## YOUR TASK
In the entries that follow, the lines from the one with "Note: point to the woven basket" through the one with "Note: point to the popcorn piece" are the ones to write out, exactly and with both ends included. Nothing else should appear.

## SUPPLIED DATA
++++

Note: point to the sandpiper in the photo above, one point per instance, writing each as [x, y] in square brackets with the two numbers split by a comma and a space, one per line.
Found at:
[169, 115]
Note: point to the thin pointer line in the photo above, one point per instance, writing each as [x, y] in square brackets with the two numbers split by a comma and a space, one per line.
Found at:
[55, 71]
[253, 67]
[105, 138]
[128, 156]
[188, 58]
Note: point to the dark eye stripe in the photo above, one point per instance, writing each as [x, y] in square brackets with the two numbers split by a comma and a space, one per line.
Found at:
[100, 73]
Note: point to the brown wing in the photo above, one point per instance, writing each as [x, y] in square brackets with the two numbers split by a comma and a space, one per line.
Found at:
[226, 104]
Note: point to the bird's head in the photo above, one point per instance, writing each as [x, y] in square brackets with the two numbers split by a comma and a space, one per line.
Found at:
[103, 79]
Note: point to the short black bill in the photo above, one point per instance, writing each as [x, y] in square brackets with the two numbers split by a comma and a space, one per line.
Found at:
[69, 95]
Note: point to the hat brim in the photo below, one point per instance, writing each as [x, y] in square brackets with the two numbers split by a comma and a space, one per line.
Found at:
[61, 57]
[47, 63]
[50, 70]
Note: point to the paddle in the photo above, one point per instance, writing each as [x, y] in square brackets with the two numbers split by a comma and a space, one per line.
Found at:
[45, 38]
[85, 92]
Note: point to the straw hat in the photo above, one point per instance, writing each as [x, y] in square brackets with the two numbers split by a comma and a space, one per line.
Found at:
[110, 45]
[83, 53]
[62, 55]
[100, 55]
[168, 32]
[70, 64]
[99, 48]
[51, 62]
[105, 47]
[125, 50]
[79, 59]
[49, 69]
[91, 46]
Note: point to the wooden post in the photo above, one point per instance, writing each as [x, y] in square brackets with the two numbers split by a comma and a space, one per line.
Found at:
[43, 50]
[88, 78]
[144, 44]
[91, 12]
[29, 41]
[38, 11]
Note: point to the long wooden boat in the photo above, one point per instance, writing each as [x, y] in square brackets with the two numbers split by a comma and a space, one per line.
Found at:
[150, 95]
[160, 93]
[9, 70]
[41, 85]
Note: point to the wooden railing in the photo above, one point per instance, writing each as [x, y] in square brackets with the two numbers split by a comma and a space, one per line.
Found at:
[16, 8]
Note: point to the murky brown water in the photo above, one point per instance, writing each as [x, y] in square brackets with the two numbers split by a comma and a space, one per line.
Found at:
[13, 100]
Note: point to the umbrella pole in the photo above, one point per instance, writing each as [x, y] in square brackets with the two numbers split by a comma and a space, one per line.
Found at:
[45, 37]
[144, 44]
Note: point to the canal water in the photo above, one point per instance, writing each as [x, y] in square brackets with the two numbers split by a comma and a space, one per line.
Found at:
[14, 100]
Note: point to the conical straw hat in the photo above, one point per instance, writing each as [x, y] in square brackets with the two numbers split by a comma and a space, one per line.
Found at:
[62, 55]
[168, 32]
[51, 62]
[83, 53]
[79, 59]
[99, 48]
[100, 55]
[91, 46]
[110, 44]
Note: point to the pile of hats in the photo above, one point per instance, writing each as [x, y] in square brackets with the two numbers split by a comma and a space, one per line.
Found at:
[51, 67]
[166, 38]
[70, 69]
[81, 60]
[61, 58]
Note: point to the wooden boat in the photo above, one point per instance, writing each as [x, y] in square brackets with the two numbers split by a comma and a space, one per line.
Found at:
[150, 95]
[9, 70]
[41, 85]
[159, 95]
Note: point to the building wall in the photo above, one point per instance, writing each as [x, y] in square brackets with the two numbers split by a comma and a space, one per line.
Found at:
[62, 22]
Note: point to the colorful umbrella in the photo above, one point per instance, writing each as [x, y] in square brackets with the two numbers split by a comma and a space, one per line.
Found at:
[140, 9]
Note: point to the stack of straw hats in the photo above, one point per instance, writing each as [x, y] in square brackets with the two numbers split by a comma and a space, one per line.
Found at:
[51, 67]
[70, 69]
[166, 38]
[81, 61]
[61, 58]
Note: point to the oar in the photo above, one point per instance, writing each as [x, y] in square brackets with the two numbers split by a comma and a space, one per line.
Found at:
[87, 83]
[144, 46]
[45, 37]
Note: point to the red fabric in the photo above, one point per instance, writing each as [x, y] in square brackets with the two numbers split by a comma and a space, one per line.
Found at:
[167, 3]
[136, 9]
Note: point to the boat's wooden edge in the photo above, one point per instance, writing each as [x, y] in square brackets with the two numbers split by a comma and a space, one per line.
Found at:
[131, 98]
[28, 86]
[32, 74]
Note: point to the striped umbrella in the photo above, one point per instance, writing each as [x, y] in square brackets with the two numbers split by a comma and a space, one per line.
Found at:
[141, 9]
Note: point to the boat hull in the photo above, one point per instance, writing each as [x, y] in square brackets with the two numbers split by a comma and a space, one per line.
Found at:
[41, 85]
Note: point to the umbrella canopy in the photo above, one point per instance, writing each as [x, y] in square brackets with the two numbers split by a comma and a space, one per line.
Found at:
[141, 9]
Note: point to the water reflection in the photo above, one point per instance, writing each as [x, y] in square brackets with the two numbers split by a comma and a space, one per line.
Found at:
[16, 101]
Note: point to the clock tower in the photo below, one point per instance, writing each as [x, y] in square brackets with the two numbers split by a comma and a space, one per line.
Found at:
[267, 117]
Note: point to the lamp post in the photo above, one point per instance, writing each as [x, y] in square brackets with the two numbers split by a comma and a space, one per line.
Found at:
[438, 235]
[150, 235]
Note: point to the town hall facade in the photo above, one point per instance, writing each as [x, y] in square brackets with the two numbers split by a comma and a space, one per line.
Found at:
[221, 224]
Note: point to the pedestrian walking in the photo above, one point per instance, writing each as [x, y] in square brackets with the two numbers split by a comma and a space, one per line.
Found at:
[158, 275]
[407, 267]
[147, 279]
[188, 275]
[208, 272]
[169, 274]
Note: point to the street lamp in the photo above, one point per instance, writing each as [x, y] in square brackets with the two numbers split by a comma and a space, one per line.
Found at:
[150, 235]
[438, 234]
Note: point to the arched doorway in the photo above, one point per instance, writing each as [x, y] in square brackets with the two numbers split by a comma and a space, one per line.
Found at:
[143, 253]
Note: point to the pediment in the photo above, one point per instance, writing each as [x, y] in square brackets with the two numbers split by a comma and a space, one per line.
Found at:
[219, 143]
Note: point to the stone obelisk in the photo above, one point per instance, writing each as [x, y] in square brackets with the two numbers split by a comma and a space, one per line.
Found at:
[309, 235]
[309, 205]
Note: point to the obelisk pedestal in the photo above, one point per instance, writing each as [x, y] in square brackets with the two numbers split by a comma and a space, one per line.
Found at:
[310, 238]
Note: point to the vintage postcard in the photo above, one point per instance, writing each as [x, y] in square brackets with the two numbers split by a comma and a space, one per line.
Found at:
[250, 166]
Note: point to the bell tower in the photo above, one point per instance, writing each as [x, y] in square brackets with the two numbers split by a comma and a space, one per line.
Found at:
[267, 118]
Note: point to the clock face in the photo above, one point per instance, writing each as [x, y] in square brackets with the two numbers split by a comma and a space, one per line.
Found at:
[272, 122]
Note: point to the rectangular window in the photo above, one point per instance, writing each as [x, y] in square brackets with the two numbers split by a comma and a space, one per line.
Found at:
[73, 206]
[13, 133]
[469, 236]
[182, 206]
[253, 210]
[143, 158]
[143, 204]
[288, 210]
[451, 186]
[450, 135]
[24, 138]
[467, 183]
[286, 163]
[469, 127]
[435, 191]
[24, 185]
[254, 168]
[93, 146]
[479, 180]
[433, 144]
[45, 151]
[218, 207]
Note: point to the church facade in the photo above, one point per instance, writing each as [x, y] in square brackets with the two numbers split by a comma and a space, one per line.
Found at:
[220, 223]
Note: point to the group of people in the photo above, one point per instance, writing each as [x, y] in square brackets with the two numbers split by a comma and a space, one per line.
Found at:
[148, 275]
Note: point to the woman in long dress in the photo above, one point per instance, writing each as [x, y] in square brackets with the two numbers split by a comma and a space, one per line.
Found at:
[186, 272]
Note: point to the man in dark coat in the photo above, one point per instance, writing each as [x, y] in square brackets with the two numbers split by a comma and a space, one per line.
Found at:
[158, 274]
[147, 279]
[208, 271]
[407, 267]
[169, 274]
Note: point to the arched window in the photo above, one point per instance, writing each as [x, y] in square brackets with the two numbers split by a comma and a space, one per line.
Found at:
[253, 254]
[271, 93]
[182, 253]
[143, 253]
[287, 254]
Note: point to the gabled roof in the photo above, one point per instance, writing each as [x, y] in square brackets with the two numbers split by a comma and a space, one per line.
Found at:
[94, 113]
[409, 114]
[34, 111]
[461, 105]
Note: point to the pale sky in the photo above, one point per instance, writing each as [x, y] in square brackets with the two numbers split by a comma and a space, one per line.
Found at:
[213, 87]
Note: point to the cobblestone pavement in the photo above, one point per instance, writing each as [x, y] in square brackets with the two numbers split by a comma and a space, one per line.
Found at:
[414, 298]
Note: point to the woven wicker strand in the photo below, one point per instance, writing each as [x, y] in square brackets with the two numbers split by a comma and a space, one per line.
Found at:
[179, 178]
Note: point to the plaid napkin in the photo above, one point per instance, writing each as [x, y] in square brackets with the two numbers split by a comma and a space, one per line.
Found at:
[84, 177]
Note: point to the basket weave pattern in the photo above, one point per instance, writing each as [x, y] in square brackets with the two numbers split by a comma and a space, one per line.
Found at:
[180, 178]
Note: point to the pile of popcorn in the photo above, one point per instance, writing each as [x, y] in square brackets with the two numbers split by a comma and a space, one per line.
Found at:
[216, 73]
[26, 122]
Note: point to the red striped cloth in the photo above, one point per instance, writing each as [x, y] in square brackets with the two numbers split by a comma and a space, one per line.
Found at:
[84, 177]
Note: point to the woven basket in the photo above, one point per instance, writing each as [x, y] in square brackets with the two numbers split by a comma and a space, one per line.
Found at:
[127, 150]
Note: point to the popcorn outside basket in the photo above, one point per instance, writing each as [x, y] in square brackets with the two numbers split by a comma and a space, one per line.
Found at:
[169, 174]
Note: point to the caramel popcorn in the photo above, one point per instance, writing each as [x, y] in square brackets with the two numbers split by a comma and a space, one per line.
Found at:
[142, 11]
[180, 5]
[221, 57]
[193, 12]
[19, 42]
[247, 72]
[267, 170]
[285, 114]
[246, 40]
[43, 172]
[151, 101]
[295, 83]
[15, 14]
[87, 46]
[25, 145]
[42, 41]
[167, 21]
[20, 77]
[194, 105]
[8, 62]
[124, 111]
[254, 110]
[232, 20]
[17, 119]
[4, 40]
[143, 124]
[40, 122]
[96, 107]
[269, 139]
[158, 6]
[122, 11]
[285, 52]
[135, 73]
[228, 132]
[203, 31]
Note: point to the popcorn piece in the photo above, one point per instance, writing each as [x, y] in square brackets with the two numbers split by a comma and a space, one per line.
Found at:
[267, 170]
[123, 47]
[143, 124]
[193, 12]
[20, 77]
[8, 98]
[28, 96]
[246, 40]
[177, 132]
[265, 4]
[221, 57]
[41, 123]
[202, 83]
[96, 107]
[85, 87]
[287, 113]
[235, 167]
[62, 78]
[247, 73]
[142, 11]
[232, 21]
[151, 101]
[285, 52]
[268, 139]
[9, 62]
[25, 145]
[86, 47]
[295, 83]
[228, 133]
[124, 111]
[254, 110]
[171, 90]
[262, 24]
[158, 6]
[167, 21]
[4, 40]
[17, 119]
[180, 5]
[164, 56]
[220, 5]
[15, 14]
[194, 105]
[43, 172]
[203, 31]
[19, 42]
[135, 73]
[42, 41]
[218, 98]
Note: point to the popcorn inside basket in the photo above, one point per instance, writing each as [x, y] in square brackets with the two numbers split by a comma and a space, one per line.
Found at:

++++

## YOUR RESPONSE
Note: point to the woven basket in the photo above, one point per instance, writing each as [x, y] in square brackets with the two numbers split by a comma and a space, one per line.
Found at:
[127, 150]
Note: point to the popcorn outside basket in the photo above, one point per instance, writing each as [x, y] in square brackets with the two numbers split by a comma and a space, one per line.
Found at:
[169, 174]
Note: point to the caramel popcorn in the photo above, one point per instance, writing each as [x, y] in square brackets with the two numbers split by a comma and a space, one per line.
Found at:
[142, 11]
[180, 5]
[221, 57]
[193, 12]
[19, 42]
[247, 72]
[267, 170]
[285, 114]
[246, 40]
[43, 172]
[151, 101]
[295, 83]
[15, 14]
[87, 46]
[25, 145]
[42, 41]
[167, 21]
[20, 77]
[194, 105]
[8, 62]
[124, 111]
[254, 110]
[232, 20]
[17, 119]
[4, 40]
[143, 124]
[40, 122]
[96, 107]
[269, 139]
[158, 6]
[122, 11]
[285, 52]
[135, 73]
[228, 132]
[203, 31]
Note: point to the popcorn piece in the photo above, one point per instance, writing each as [x, y] in square brackets with the two numbers split by a comma and a space, one per line.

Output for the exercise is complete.